start PASSAGE TO READ

Witt includes her personal narrative not to curry readerly empathy (Will our intrepid, likable heroine find love and fulfillment?), but to disclose her critical perspective, which is “single, straight, and female”; also, hyper-educated, white, serious, and curious. She finds herself dissatisfied with both the “total sexual freedom” of singledom and the conventional expectations of romance, which, quoting from a CDC chlamydia pamphlet, she defines as “a long-term mutually monogamous relationship with a partner who has been tested and is known to be uninfected.”
Despite its misleading title, Witt’s book is not about the future of sex. In eight mostly stand-alone essays, Witt reports on existing fringe and alternative sexual cultures, in the aftermath of free love and its backlash, STI awareness, and three waves of feminism. The subjects are spelled out in very non-misleading chapter titles, such as “Internet Dating,” “Orgasmic Meditation,” “Internet Porn,” and “Live Webcams.” San Francisco provides the ideal venue; to paraphrase William Gibson, the future is already here, it’s just not evenly distributed, and the Bay Area has always received the greater share. It’s “where the future was going to be figured out,” Witt writes:
or at least it was the city America had designated for people who still believed in free love. They sought to unlink the family from a sexual foundation of two people. They believed in intentional communities that could successfully disrupt the monogamous heterosexual tradition. They gave their choices names and they conceived of their actions as social movements. They saw in new technology an opportunity to refashion society, including ideas about sexuality.

end PASSAGE TO READ
start GIVEN DATA

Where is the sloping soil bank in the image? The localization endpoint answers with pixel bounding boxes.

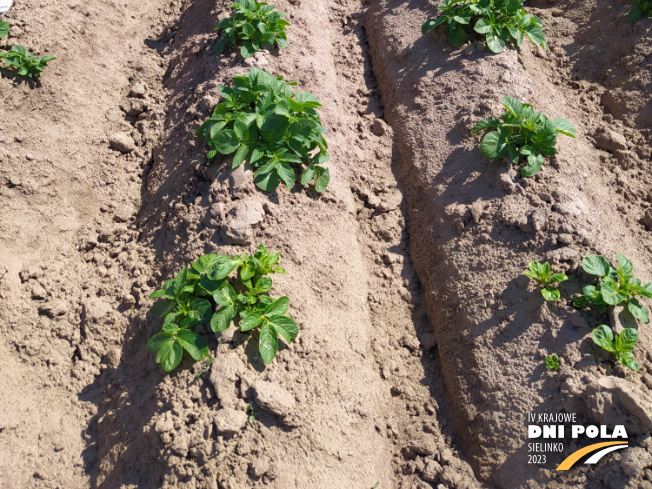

end GIVEN DATA

_WHAT IS BEING ASKED_.
Pick up the review of Witt's book on alternative sexual cultures above and continue it from its last sentence.

_ANSWER FOR THE TASK_.
From its 1960s idealism to today’s tech utopianism, the Bay Area’s chill, can-do vibe is an awkward fit for Witt, a self-described “maladjusted,” “skeptical,” “unhappy” New Yorker. But this outlook is a useful prophylactic against the boosterism that surrounds her, as she goes in search of “a model of sexuality better suited to the present, to its freedoms, to its honesty.” Her admirable commitment to firsthand reporting has her undertaking movie-set tours of panda-costumed gangbangs, experimenting with webcam hookups and online dating, and doing whip-its at a Google employee’s sex party. Playing the role of tourist or amateur, she picks up unusual details from the sidelines. The porn studio Kink buys fake eyelashes “several hundred at a time,” she finds, and the sex-party host insures her stripper pole. You could say Witt’s critical kink is voyeurism.
Her critique of intimacy remains intimate, however, owning its own biases while rejecting the dishy humble-brag, the brave over-share, and over-generalized neuroscience. The honest depictions of her sexual experience make few concessions to dramatic tension, or even to sex. The “Internet Dating” chapter is entirely sex-free, chronicling five failed dates and encompassing the history of online dating. Yet Witt manages to wring out plenty of insight from her doldrums:
Internet dating had evolved to present the world around us, the people in our immediate vicinity, and to fulfill the desires of a particular moment. At no point did it offer guidance in what to do with such a vast array of possibility. While the lonely might harbor a secret object, from the desire for a brief sexual encounter to a longing for love, the technology itself promised nothing. It could bring us people, but it did not tell us what to do with them.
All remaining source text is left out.